─── SOURCE RECORDS ───

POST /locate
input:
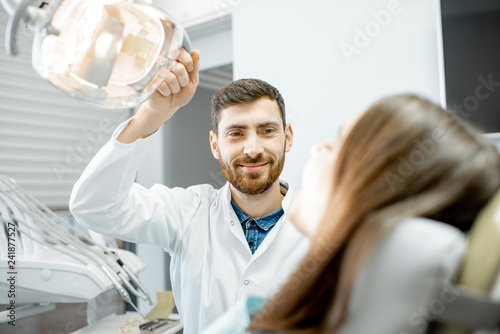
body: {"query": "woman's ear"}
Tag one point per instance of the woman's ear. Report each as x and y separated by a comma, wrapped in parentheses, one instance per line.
(288, 137)
(213, 145)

───

**THE TASK:** Your answer must be the line with "Tag one point" and all lines after it through the final line of the entries, copied exactly and with nothing added.

**OUTPUT OF THE EXERCISE:**
Tag one point per instance of the woman's ear. Report each as x and y separated by a comma, wrapped in parentheses, one instance per line.
(288, 137)
(213, 145)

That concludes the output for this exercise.